## [Required work]
Of all the lines below, output only those starting at the one with "Target: black top" and ending at the one with "Target: hair bun", both ends included, exactly as written.

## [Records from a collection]
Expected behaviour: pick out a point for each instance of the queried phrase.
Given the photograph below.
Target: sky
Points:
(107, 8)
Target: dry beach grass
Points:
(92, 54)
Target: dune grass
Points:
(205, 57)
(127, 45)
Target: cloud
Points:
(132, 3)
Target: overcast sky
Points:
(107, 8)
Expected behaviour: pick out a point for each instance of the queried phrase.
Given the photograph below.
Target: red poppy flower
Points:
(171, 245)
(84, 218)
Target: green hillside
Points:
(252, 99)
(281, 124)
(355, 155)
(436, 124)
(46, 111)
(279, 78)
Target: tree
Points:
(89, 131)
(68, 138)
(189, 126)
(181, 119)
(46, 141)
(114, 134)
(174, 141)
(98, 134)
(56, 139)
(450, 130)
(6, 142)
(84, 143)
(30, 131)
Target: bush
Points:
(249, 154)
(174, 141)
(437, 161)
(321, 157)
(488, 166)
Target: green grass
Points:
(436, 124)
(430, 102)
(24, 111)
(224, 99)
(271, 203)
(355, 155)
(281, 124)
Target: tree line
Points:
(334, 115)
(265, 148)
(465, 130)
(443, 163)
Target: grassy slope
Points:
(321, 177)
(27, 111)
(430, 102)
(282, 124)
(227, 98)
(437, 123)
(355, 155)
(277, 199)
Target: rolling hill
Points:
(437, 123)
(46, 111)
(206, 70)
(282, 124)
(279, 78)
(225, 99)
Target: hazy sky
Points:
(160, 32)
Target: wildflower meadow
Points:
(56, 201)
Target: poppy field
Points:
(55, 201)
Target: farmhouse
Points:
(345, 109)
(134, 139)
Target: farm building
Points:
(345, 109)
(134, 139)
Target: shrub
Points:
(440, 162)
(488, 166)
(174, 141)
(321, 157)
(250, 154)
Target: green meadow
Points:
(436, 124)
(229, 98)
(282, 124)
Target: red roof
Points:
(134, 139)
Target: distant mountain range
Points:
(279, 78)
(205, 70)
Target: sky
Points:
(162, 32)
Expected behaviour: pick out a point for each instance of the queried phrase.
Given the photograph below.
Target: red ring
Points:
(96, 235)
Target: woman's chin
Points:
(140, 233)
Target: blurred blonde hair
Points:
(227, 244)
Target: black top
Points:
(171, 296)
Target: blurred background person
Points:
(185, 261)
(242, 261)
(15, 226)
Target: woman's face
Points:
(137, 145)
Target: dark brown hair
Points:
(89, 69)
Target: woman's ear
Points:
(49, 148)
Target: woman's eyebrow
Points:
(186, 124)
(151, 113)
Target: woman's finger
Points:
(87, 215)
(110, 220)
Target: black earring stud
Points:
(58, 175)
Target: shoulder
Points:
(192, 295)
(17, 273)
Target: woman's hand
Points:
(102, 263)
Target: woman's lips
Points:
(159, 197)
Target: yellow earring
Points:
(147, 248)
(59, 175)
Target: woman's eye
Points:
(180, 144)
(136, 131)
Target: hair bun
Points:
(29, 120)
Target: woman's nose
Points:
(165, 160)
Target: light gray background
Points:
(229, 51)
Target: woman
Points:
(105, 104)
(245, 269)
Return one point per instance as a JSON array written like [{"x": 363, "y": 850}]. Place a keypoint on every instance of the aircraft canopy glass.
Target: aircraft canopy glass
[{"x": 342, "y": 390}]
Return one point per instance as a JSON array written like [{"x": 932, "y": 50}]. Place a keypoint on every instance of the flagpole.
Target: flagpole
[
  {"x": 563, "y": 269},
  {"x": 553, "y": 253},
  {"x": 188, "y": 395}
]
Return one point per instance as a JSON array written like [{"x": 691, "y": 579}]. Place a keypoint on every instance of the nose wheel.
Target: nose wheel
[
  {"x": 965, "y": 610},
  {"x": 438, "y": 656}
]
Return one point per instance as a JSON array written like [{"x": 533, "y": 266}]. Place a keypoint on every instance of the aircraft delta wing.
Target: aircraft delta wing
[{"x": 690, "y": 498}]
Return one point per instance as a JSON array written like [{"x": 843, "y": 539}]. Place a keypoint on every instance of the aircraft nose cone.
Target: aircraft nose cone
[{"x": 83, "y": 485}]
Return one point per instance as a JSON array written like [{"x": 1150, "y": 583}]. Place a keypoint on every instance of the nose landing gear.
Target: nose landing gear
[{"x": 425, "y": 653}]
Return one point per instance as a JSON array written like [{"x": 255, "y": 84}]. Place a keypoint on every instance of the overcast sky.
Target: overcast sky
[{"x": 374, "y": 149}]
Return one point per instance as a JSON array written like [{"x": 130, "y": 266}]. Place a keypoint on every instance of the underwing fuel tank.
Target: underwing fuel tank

## [Exercise response]
Target: black top
Points:
(171, 296)
Target: blurred background person
Points:
(185, 261)
(242, 261)
(15, 226)
Target: woman's face
Points:
(137, 145)
Target: dark brown hair
Points:
(89, 69)
Target: woman's ear
Points:
(49, 148)
Target: woman's eyebrow
Points:
(186, 124)
(151, 113)
Target: woman's finger
Points:
(87, 215)
(110, 220)
Target: black earring stud
Points:
(58, 175)
Target: shoulder
Points:
(192, 295)
(17, 273)
Target: woman's hand
Points:
(102, 263)
Target: woman's lips
Points:
(159, 197)
Target: yellow earring
Points:
(147, 248)
(59, 175)
Target: woman's eye
Points:
(180, 144)
(136, 131)
Target: hair bun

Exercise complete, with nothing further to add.